====== Given records ======

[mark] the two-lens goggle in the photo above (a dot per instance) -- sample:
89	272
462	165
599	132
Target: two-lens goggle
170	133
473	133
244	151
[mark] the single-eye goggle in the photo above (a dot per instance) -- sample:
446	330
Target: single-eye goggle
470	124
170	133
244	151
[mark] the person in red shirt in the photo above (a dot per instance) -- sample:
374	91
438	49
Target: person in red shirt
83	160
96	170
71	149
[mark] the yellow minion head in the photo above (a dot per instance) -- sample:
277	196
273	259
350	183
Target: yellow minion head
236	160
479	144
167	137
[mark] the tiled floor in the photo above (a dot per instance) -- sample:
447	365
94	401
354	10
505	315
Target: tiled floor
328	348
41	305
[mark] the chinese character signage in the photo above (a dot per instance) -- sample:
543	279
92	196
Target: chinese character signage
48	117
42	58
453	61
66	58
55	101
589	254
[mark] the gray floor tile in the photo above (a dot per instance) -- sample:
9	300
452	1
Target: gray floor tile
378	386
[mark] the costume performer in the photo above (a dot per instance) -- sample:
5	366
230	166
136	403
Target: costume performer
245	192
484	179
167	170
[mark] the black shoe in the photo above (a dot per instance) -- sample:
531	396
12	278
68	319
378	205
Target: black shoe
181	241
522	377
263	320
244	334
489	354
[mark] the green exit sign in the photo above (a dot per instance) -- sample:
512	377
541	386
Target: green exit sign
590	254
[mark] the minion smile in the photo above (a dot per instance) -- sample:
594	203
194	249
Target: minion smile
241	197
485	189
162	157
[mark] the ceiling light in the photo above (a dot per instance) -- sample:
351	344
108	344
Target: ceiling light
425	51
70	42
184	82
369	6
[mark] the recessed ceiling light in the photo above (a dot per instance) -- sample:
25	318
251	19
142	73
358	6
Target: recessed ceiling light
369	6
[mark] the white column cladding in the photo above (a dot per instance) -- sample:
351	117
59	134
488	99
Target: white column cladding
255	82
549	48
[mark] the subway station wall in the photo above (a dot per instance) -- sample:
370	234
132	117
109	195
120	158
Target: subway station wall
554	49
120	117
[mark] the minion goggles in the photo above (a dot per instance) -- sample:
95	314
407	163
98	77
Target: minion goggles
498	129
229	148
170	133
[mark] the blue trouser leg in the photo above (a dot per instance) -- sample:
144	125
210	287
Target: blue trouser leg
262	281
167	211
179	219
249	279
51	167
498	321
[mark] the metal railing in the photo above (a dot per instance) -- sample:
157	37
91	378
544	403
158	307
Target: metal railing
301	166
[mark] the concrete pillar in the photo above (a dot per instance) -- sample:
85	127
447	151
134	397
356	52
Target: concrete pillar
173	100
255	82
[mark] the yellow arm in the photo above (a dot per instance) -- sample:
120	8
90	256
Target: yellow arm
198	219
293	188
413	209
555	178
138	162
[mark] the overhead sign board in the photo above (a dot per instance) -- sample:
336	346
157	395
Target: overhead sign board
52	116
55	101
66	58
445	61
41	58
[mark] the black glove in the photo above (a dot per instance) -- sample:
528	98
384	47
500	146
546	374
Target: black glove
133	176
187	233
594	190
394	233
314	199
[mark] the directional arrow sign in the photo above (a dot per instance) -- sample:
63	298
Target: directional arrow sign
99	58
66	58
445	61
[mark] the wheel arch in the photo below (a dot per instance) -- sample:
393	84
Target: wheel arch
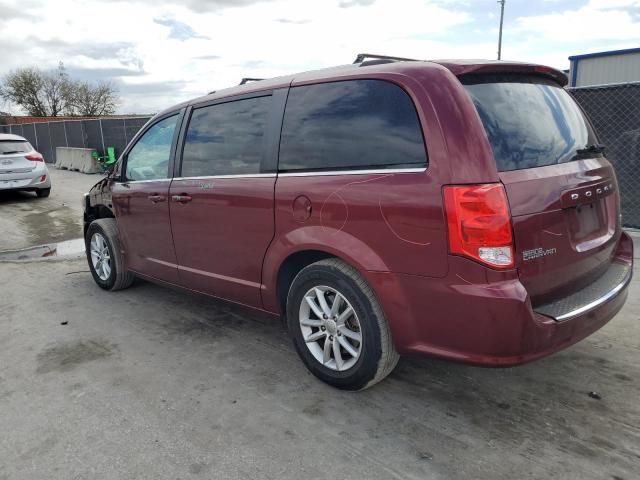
96	212
292	252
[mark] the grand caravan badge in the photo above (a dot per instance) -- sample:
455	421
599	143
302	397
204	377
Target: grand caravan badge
537	253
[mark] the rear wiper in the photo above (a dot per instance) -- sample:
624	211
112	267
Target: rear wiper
592	148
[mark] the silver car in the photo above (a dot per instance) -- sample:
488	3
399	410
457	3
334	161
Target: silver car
21	167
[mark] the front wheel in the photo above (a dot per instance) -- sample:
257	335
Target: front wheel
338	327
104	255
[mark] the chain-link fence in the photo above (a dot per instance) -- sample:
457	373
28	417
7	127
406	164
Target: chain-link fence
97	134
615	113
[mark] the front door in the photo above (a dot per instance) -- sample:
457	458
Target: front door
141	202
222	204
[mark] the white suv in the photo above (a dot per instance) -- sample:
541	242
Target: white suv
22	167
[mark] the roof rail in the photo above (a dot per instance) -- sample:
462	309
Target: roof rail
363	56
249	79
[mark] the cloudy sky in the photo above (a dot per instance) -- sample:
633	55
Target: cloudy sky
159	52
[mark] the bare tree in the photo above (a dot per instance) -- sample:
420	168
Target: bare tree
44	94
92	100
24	88
56	88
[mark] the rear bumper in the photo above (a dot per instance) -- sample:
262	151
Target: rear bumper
26	181
484	317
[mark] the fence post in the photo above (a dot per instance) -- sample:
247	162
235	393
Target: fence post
101	136
35	134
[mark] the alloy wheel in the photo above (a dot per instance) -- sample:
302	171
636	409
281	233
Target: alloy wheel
100	256
330	328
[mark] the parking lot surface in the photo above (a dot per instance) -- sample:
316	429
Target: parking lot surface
26	220
152	383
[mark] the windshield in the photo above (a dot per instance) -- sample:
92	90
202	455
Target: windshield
531	122
14	146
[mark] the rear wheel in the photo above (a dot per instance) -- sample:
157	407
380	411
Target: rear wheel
43	192
104	255
338	327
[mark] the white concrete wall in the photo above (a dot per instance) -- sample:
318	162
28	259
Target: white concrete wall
607	70
79	159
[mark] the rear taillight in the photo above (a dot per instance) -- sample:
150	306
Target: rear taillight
34	157
480	223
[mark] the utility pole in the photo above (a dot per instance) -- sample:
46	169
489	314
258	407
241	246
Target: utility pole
501	2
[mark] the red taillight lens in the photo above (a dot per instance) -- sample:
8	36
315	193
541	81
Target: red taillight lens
480	223
34	157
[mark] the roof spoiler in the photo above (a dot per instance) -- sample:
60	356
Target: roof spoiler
246	80
523	68
377	59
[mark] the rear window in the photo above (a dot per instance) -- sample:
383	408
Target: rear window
356	124
14	146
530	121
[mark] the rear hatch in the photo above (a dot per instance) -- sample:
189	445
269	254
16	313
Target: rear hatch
561	189
12	156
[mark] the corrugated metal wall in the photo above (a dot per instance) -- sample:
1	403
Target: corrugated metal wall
96	134
607	70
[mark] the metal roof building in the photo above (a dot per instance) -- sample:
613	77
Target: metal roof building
605	68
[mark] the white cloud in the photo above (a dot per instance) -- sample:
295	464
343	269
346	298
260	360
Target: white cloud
162	52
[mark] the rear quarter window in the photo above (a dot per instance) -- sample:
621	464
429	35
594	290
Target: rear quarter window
530	121
226	138
357	124
14	146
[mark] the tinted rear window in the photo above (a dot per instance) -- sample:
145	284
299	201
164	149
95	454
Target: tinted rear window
12	146
530	122
358	124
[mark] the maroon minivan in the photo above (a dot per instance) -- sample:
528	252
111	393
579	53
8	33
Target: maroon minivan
458	209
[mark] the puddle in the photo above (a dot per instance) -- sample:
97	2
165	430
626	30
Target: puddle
66	249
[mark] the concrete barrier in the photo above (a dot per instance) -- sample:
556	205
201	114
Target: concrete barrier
79	159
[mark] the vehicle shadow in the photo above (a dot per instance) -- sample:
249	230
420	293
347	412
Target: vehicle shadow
16	196
571	415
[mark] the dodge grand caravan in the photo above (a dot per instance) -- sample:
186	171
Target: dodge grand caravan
458	209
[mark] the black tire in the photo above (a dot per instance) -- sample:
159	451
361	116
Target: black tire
43	192
378	356
119	278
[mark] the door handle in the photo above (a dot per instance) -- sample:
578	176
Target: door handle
184	198
157	198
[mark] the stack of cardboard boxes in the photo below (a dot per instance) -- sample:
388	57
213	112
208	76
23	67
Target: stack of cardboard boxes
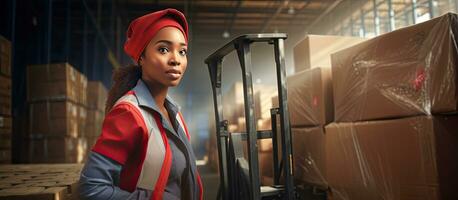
5	101
97	95
395	134
310	105
56	95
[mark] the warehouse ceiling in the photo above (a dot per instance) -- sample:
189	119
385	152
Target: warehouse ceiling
214	20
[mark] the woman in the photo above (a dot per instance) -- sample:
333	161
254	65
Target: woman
143	151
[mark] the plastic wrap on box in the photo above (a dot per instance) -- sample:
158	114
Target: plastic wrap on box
310	97
408	158
406	72
309	156
315	50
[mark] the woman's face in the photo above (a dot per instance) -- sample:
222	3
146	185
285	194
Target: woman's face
164	60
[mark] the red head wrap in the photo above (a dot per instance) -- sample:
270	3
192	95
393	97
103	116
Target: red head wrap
144	28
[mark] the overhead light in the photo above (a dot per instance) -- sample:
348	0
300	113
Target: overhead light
291	10
226	34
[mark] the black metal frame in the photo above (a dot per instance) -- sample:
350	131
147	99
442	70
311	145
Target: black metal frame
228	161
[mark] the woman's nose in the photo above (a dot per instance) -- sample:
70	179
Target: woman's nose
174	60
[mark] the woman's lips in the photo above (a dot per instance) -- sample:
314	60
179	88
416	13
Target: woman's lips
173	73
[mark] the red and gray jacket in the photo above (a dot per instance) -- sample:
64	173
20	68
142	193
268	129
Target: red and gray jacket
133	135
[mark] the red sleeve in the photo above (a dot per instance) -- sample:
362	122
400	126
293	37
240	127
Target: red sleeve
122	130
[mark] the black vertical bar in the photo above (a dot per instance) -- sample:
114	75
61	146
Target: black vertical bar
363	26
273	120
431	9
244	54
221	139
67	30
376	19
391	20
48	32
414	11
284	118
85	46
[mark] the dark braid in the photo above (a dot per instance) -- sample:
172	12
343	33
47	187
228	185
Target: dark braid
124	79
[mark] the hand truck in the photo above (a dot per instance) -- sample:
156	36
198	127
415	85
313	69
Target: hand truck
239	178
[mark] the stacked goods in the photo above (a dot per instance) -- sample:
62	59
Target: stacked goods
233	103
23	182
310	109
5	101
407	72
263	100
97	95
310	97
315	50
406	158
310	106
57	103
392	137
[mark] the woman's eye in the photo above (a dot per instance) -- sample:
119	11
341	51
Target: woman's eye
163	50
183	52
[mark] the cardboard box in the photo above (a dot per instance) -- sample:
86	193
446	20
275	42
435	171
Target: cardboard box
407	72
82	89
97	95
59	118
53	82
5	57
56	149
263	100
309	156
407	158
94	123
82	120
315	50
5	96
6	125
310	101
5	156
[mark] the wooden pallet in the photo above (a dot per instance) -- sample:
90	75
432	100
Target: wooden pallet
39	181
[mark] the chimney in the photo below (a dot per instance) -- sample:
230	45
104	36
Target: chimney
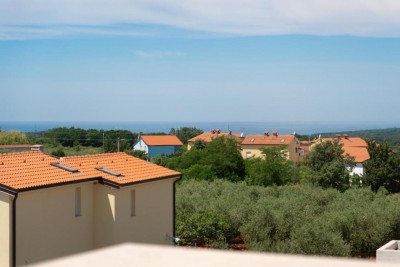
37	148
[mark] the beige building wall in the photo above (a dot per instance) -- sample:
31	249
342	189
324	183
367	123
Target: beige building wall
104	215
254	151
154	210
153	213
47	226
5	229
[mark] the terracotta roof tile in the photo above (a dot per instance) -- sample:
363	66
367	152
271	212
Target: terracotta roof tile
31	169
209	136
360	154
262	139
161	140
349	141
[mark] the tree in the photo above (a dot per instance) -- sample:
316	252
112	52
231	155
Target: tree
383	168
185	133
328	165
13	138
273	169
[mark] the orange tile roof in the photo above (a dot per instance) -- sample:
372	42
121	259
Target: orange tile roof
161	140
27	170
209	136
360	154
349	141
262	139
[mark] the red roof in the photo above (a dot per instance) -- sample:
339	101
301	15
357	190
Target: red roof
360	154
209	136
349	141
32	169
161	140
262	139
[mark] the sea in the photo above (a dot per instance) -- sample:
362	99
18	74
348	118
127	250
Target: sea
282	127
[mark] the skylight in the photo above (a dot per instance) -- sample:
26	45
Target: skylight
108	171
64	167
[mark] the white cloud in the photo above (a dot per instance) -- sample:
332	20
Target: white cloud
237	17
158	54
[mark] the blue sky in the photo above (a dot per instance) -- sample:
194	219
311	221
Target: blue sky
264	60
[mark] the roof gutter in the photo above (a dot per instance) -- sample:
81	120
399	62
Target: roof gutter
14	231
174	209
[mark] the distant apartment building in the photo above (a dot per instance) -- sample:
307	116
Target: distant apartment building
253	143
155	145
52	207
207	137
354	147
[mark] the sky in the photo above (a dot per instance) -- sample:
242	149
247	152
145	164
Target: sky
200	60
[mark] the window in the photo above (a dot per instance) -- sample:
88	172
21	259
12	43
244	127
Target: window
78	211
133	203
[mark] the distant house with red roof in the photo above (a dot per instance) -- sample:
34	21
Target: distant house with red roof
207	137
354	147
252	144
52	207
155	145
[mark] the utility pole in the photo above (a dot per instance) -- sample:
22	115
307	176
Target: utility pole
103	142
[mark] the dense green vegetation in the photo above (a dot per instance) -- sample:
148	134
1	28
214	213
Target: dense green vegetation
286	219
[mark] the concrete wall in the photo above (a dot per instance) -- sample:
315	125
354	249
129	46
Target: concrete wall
5	229
389	253
160	150
47	226
104	215
153	219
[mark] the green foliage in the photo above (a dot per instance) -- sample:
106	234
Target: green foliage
289	219
58	152
383	168
328	166
273	169
200	172
221	158
185	133
13	138
204	228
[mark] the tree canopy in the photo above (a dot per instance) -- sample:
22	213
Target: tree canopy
328	166
185	133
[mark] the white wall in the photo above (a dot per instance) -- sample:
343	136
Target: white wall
5	229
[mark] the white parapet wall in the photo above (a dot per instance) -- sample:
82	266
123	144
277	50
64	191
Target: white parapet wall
389	253
167	256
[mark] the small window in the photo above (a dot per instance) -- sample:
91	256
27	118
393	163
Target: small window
133	203
78	211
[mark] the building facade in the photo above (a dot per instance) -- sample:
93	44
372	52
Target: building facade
253	143
155	145
52	207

======

Task directions: Please work out how many lines of the listing hold the word "below" and reply with only that number.

Your solution: 3